What the task requires:
Please return every line of the records below that holds the word "floor".

Source information:
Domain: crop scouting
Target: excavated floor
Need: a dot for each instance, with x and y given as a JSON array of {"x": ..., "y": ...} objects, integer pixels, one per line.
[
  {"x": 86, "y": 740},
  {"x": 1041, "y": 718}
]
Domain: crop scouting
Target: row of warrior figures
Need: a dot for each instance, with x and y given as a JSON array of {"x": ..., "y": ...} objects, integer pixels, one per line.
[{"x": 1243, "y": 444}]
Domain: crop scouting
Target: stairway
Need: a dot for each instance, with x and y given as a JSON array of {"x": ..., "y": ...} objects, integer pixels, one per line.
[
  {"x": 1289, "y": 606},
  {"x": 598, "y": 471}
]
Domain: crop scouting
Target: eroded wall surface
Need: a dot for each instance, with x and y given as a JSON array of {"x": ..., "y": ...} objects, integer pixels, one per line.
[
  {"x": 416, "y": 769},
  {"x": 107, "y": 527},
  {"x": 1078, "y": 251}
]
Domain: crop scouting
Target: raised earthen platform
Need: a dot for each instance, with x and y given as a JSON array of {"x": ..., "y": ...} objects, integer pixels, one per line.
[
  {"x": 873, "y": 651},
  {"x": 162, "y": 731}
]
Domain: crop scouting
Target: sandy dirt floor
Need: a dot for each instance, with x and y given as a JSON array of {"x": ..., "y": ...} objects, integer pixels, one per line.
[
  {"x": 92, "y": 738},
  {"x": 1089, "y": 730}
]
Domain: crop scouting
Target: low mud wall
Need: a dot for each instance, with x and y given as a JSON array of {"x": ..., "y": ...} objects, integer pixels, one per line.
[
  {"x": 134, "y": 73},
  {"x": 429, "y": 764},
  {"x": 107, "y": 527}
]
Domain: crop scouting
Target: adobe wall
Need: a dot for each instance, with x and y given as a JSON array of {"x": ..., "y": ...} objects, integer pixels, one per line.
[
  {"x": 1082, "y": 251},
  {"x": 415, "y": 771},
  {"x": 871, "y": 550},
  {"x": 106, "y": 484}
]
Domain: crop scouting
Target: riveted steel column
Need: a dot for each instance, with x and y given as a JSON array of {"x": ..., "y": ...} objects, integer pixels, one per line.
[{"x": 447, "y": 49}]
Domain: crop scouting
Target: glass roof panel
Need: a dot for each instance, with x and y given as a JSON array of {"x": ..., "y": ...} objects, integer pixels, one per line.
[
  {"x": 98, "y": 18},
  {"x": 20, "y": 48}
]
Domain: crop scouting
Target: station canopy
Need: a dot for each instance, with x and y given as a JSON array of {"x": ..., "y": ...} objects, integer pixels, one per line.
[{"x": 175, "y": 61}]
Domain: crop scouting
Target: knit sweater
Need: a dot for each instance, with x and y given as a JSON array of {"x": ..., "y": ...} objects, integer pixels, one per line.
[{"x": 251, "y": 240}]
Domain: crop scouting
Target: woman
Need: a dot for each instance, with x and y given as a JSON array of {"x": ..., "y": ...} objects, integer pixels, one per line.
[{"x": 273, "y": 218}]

Reply to the task:
Target: excavated floor
Target: sandy dirt floor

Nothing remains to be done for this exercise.